— ФРАГМЕНТ ДОКУМЕНТА —
_ _ _ _ _

Downloading data from https://storage.googleapis.com/tensorflow/tf-keras-datasets/mnist.npz
Train data shape:  (49000, 28, 28)
Train labels shape:  (49000,) int32
Validation data shape:  (1000, 28, 28)
Validation labels shape:  (1000,)
Test data shape:  (10000, 28, 28)
Test labels shape:  (10000,)


In [16]:
class Dataset(object):
    def __init__(self, X, y, batch_size, shuffle=False):
        """
        Construct a Dataset object to iterate over data X and labels y
        
        Inputs:
        - X: Numpy array of data, of any shape
        - y: Numpy array of labels, of any shape but with y.shape[0] == X.shape[0]
        - batch_size: Integer giving number of elements per minibatch
        - shuffle: (optional) Boolean, whether to shuffle the data on each epoch
        """

_ _ _ _ _

Какая форма указана во фрагменте документа для данных валидации?

— ПРЕДОСТАВЛЕННЫЕ ДАННЫЕ —
_ _ _ _ _

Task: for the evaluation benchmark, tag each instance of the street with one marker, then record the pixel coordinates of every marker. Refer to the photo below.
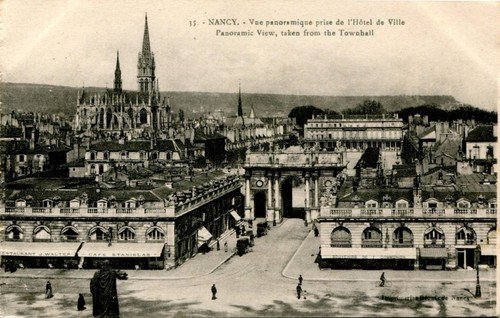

_ _ _ _ _

— ОТВЕТ НИЖЕ —
(1000, 28, 28)